__Problem set__:
1/ In the news text, what is the name of TikTok's AI-powered video generation tool?
2/ Quote the part of the news text that opens with the words containing "The news came" and closes with "the Chinese-owned app.".
━━━━━ Text
A TikTok logo is displayed on a smartphone in this illustration taken January 6, 2020. REUTERS/Dado Ruvic/File Photo/File Photo
A TikTok logo is displayed on a smartphone in this illustration taken January 6, 2020. REUTERS/Dado Ruvic/File Photo/File Photo

TikTok on Thursday began letting all marketers on its platform use an artificial intelligence-powered tool for generating marketing clips, becoming the latest platform to let advertisers tap into the technology.
The news came with word that Getty Images will make its stockpile of pictures and video available to TikTok's AI‑powered video generation tool -- called Symphony Creative Studio, AFP said.
Brands will be able to use Getty's licensed images and videos to create AI-generated ads, including marketing messages featuring characters resembling real people, according to the companies.
Getty and TikTok did not disclose financial terms of the deal.
The Getty Images integration is part of an expansion of TikTok tools for advertisers and content creators, according to the Chinese-owned app.
━━━━━━━━━━
━━━━━ Material shown
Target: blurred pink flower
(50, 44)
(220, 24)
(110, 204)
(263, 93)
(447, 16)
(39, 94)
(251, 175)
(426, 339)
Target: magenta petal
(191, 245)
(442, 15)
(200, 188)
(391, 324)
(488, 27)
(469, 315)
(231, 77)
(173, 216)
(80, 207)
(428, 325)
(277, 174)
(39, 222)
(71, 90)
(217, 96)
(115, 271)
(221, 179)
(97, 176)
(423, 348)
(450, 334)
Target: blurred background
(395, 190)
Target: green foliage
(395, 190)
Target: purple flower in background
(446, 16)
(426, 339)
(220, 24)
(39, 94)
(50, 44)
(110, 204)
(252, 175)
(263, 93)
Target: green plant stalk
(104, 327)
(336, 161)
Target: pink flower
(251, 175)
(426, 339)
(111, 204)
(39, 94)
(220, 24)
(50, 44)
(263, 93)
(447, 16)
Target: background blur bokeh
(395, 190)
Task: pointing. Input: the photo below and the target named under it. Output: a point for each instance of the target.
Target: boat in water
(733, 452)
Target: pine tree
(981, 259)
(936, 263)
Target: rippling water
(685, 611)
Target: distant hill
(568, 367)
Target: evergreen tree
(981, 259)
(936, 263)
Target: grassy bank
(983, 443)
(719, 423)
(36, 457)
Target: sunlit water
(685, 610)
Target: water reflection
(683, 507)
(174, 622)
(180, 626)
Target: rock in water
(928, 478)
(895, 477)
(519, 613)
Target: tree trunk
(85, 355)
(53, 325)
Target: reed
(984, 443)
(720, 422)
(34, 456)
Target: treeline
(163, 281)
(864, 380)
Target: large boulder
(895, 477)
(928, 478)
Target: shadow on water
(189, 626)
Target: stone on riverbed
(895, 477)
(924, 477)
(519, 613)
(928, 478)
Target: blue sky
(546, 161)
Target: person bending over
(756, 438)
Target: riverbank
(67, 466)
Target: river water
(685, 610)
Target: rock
━━━━━━━━━━
__Responses to the tasks__:
1/ Symphony Creative Studio

2/
The news came with word that Getty Images will make its stockpile of pictures and video available to TikTok's AI‑powered video generation tool -- called Symphony Creative Studio, AFP said.
Brands will be able to use Getty's licensed images and videos to create AI-generated ads, including marketing messages featuring characters resembling real people, according to the companies.
Getty and TikTok did not disclose financial terms of the deal.
The Getty Images integration is part of an expansion of TikTok tools for advertisers and content creators, according to the Chinese-owned app.